** Opening Page extract block **

It is perfectly possible to understand empathy as an entirely intellectual response to an emotion that is observed in another. For example, you might describe your reaction to seeing a child crying out in pain as empathetic because you understand that the child needs to be helped and for any injury to be attended to. Nevertheless, most people would say that empathetic understanding must go a bit further than simply knowing that some action is required. Indeed, it was two nineteenth-century German philosophers, Hermann Lotze and Robert Vischer, who coined the term empathy in its Germanic form, Einfühlung. This word implies more than mere understanding of the emotional state of others but the ability to feel what they are going through or – perhaps more accurately – to know what such a feeling might be like because of our own emotional memory.

** Closing Page extract block **

■ Explore the material
1. Rewrite the empathy passage from "It is perfectly" down to "own emotional memory.", changing "empathy" to "sympathy" wherever it appears.
2. Find every capitalized word in the empathy passage that does not start a sentence, and list them in the order they appear.
3. Write a continuation of the passage on empathy, starting right after its final sentence.
The lines after this point were taken from a separate source.

** Opening Supplied information block **

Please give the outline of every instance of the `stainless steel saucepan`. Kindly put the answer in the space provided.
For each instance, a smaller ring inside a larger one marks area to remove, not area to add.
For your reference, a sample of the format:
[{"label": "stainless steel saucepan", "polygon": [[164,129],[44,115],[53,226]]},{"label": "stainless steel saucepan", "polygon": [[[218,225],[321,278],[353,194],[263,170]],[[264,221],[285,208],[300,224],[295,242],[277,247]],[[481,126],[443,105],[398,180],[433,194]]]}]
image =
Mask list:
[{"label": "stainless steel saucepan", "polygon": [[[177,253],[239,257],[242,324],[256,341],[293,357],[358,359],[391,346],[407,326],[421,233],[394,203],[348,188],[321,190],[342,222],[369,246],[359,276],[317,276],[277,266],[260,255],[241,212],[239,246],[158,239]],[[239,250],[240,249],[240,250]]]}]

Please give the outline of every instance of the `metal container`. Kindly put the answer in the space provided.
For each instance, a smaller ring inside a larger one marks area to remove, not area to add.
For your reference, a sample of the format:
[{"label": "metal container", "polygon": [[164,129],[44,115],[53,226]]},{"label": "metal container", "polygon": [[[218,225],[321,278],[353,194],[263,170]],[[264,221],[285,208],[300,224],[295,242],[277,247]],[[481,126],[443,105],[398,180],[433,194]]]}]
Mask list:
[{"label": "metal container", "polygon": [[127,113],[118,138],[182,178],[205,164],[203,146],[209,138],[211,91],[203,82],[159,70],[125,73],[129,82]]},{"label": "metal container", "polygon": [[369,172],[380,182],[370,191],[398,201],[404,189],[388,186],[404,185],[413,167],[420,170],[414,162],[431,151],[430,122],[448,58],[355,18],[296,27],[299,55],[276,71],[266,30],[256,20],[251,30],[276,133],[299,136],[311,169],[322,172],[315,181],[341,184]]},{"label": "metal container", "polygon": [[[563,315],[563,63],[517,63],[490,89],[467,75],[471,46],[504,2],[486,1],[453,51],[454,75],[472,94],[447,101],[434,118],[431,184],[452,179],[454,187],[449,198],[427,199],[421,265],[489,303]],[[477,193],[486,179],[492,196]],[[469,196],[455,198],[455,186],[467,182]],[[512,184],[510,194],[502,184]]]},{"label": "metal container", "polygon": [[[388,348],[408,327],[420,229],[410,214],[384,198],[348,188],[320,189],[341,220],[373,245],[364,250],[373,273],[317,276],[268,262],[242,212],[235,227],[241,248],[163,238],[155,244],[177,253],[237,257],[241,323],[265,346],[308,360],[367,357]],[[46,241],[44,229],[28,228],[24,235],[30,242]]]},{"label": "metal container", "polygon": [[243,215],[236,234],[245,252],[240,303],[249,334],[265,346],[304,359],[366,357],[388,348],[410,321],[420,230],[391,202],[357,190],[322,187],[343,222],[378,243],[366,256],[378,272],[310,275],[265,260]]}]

** Closing Supplied information block **

■ Answers
1.
It is perfectly possible to understand sympathy as an entirely intellectual response to an emotion that is observed in another. For example, you might describe your reaction to seeing a child crying out in pain as empathetic because you understand that the child needs to be helped and for any injury to be attended to. Nevertheless, most people would say that empathetic understanding must go a bit further than simply knowing that some action is required. Indeed, it was two nineteenth-century German philosophers, Hermann Lotze and Robert Vischer, who coined the term sympathy in its Germanic form, Einfühlung. This word implies more than mere understanding of the emotional state of others but the ability to feel what they are going through or – perhaps more accurately – to know what such a feeling might be like because of our own emotional memory.

2. German, Hermann, Lotze, Robert, Vischer, Germanic, Einfühlung

3.
In this sense, seeing a child cry and acting appropriately might not be seen as empathetic at all. However, feeling something of the pain of the child – even if it is in a slightly removed or imagined sense – would be more empathetic. Consequently, dealing with the source of the pain and treating the physical injury that might have caused it would be one thing but helping the child to recover emotionally would be quite another. By reassuring the child, perhaps with soothing words or touch, we can show that we understand the emotional side of what he or she is going through, thereby helping to demonstrate that the child is not on its own, emotionally speaking.

By showing that people are emotionally connected to one another, even small children can deal with complex emotional states more easily. Although this example of helping a child is just that – an example of empathy – it can help to explain why some empathetic people are more in-tune with others emotionally. Even if the concept is widely understood intellectually, it necessarily takes some feeling.